# WHAT TO PRODUCE
Search the material below for the string "tower". Return every line that holds it.

# MATERIAL PROVIDED
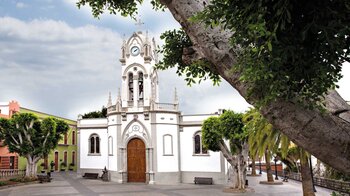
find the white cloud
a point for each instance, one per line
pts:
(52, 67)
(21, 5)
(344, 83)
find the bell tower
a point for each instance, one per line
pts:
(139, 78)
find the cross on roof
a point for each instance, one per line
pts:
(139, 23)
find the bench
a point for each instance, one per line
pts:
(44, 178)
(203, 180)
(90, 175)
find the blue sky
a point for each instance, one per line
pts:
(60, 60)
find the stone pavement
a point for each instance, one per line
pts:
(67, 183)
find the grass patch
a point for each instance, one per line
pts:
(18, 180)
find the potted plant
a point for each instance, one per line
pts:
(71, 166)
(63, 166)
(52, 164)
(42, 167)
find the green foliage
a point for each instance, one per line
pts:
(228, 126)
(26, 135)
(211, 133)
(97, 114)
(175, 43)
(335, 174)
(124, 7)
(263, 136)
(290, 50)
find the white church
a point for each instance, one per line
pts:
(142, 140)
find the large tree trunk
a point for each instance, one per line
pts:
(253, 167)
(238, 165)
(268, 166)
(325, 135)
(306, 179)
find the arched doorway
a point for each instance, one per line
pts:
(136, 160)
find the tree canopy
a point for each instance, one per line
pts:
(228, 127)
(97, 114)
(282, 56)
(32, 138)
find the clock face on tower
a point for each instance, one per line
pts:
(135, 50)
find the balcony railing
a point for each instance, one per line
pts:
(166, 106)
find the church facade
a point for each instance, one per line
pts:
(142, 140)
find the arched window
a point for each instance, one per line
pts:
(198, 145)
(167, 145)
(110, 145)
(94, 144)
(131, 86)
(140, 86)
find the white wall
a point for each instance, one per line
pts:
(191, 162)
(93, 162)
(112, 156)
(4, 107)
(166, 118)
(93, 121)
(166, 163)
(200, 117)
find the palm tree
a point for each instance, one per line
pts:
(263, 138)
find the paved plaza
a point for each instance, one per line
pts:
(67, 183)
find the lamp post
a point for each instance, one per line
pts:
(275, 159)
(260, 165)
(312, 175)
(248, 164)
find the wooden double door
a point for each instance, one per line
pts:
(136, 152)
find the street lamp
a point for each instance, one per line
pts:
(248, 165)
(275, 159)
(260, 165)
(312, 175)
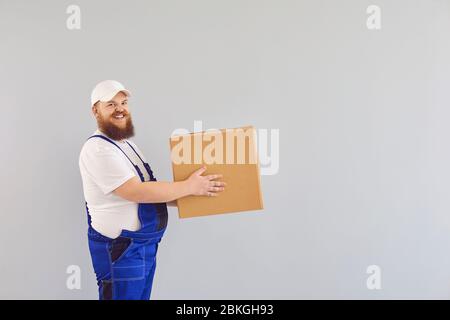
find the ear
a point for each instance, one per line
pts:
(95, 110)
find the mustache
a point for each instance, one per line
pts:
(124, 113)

...

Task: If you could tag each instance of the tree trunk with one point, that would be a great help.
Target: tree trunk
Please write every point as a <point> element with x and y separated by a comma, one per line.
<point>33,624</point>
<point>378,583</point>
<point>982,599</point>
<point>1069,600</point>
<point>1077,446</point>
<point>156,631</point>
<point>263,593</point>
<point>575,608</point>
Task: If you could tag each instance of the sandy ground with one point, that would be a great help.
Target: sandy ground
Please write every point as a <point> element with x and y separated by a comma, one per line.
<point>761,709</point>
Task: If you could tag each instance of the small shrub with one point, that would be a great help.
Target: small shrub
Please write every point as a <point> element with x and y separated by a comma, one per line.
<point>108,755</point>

# PROBLEM SOLUTION
find the bell tower
find the clock face on tower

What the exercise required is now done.